Reproduce every line of the listing below word for word, changing nothing.
··· MATERIAL SHOWN
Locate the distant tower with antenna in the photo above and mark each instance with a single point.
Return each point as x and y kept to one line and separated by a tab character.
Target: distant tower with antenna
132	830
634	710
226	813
······
*OUTPUT OF THE EXERCISE*.
Locate the distant tower with antenna in the photo above and mark each instance with a single point.
Return each point as x and y kept to one line and separated by a tab character.
Target: distant tower with antenna
132	830
634	710
226	813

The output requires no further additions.